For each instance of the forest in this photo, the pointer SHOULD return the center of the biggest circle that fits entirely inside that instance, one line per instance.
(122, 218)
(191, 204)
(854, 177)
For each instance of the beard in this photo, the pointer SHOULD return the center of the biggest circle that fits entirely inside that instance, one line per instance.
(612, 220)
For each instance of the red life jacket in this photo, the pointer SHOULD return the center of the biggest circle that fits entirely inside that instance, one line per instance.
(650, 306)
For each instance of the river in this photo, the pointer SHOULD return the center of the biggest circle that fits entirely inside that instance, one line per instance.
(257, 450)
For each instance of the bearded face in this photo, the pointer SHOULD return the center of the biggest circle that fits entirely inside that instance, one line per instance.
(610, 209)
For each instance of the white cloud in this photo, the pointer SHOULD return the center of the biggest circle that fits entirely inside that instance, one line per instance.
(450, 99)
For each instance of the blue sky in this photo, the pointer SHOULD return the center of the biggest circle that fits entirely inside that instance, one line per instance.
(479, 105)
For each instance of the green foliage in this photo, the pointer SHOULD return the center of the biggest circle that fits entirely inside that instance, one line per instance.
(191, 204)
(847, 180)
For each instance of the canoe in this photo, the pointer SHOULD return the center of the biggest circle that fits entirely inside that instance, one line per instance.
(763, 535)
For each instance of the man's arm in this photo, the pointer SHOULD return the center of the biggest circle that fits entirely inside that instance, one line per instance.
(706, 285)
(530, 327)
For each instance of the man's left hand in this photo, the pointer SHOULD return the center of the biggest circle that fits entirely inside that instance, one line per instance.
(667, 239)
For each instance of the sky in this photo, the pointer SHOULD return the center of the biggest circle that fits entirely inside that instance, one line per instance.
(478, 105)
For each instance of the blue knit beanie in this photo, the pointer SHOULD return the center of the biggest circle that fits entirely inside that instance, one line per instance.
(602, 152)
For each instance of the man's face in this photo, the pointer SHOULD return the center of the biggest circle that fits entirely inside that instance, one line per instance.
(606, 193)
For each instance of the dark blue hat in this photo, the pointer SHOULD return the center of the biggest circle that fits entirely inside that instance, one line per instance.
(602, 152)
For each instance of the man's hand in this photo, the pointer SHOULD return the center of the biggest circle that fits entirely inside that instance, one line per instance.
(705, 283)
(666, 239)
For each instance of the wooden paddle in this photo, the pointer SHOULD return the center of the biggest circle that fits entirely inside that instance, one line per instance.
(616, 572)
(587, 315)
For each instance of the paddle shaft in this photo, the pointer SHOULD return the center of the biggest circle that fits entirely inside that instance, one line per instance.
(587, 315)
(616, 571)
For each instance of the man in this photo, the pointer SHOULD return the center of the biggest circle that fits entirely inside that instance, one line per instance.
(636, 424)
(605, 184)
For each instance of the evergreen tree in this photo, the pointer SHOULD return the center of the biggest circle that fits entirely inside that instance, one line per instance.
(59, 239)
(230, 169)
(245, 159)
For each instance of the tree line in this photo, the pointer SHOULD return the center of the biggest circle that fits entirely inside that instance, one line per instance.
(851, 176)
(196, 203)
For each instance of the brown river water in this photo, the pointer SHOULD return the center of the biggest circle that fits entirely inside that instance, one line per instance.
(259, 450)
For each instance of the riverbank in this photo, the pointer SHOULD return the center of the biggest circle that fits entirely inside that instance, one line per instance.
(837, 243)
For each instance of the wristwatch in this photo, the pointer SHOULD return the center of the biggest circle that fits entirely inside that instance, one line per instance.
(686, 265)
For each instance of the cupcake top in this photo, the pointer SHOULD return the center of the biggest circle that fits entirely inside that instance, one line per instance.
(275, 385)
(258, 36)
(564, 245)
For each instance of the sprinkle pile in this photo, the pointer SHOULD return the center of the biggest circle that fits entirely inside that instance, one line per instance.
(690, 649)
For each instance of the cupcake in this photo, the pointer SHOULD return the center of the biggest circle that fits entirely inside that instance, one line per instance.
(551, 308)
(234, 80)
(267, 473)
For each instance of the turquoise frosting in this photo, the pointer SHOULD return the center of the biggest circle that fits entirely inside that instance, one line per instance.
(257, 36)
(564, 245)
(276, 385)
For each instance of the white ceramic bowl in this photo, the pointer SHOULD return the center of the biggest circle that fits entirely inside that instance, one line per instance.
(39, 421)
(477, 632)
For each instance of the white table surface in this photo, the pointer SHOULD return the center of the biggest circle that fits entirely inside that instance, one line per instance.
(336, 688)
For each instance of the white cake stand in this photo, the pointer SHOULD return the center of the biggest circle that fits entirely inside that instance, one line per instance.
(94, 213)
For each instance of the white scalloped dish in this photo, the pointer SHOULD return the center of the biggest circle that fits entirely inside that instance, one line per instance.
──────────
→ Task goal: Would you please repeat the entire listing, line for line?

→ Answer to this problem:
For each instance of the forest in this photo, the pointer SHOULD return the center of the biggest circle that fits entirely inside that instance, one line per instance.
(122, 218)
(191, 204)
(854, 177)
For each instance of the beard in this photo, the pointer SHOULD return the center of the biggest circle that fits entirely inside that instance, one line per instance.
(612, 220)
For each instance of the red life jacket in this photo, the pointer SHOULD return the center of the biggest circle that fits entirely inside that instance, one line per instance.
(650, 306)
For each instance of the river in this photo, the pointer SHOULD return the center of the biggest circle that fits entirely inside that instance, one line per instance.
(257, 450)
For each instance of the bearded face in this photo, the pointer SHOULD return the center of the biggest circle that fits entirely inside that instance, one line per instance.
(610, 209)
For each instance of the white cloud in this photo, the pointer SHOULD return the center of the biggest circle that fits entirely inside that instance, one line per instance.
(450, 99)
For each instance of the blue sky in this photo, the pointer SHOULD return the center of the biggest circle that fits entirely inside that instance, one line per instance.
(479, 105)
For each instance of the green foliage in this photo, the pointer SHOULD return the center of the biggest circle that fits entirely inside that instance, one line per instance.
(191, 204)
(847, 180)
For each instance of the canoe in this photo, the pointer SHOULD return the center of the biggest circle that fits entirely inside that instance, one line per instance.
(763, 535)
For each instance of the man's arm in this photo, the pointer SHOULD return the center of the biggest circle that fits entirely inside that instance, one line per instance.
(706, 285)
(530, 327)
For each instance of the man's left hand in this photo, the pointer SHOULD return the center of the biggest circle that fits entirely inside that instance, one line per instance.
(667, 239)
For each instance of the sky in this photo, the pointer SHOULD return the center of the biggest circle that fits entirely inside that instance, one line per instance.
(478, 105)
For each instance of the blue knit beanie in this photo, the pointer SHOULD return the center of the biggest circle that fits entirely inside that instance, one line per instance.
(602, 152)
For each instance of the man's face in this photo, the pointer SHOULD return the center of the biggest circle that fits entirely inside that instance, one line per instance.
(606, 193)
For each instance of the dark blue hat in this photo, the pointer SHOULD return the center of the biggest circle that fits entirely inside that instance, one line per instance.
(602, 152)
For each instance of the man's hand in this photo, the pointer SHOULD return the center of the biggest circle that fits entirely inside that instance, one line per instance.
(705, 283)
(666, 239)
For each instance of the wooden paddle in this photo, the pointer SHOULD return the center of the biggest circle that fits entirely inside that instance, one line per instance.
(616, 572)
(587, 315)
For each instance of the paddle shaft in this photo, the pointer SHOULD return the center of the biggest circle that fits entirely inside that instance, one line per instance.
(587, 315)
(616, 571)
For each instance of the man in this photo, the pointer SHOULD return the center of the biggest circle that fits entirely inside that instance, one line per instance.
(636, 424)
(605, 184)
For each instance of the evergreen tree in this photo, the pointer SHOULD return the center of the biggest circle that fits entirely inside that instance, one line per instance.
(59, 239)
(230, 169)
(245, 159)
For each instance of the tree line in this photo, the pointer SHOULD return the center of the biggest circle that fits entirely inside that instance, one line per instance.
(851, 176)
(196, 203)
For each instance of the brown river water in this photo, the pointer SHOULD return the center of the biggest circle that fits entirely inside that instance, one line per instance.
(259, 450)
For each instance of the riverbank in this photo, the pointer SHOULD return the center of the biggest circle that fits entirely inside that instance, one line per instance.
(837, 243)
For each instance of the wristwatch in this photo, the pointer SHOULD return the center of the biggest circle that fits entirely inside that instance, one line per instance.
(686, 265)
For each instance of the cupcake top in this photo, the pointer SHOULD return the center of the biggest circle that fits entirely inside that instance, one line per instance.
(275, 385)
(258, 36)
(564, 245)
For each instance of the sprinkle pile in this photo, the pointer SHOULD return the center of the biggest circle that fits entirely inside that instance, one line per instance.
(690, 649)
For each instance of the cupcake in this photo, the pointer SHOULD return the center of the biggest circle that fits entirely inside that instance, one line per instance.
(551, 308)
(234, 80)
(267, 473)
For each instance of the turquoise frosting in this photo, the pointer SHOULD return the center of the biggest circle that fits entirely inside that instance, one line per instance.
(257, 36)
(564, 245)
(276, 385)
For each instance of the white ceramic bowl in this photo, the pointer SHOULD return the center of the biggest circle that fits entirely inside that instance, one line per instance.
(39, 421)
(477, 632)
For each instance of the white table surface in this photo, the pointer SHOULD return the center of the biggest circle that fits entirely inside that instance, one line per instance.
(336, 688)
For each instance of the white cake stand in this photo, the pointer SHOULD return the center of the biggest circle that fits entirely inside that instance, one line per instance.
(94, 213)
For each instance of the white scalloped dish in this photo, the pointer SHOULD return the center of the biggest circle that fits entirely inside that instance, one line per instance.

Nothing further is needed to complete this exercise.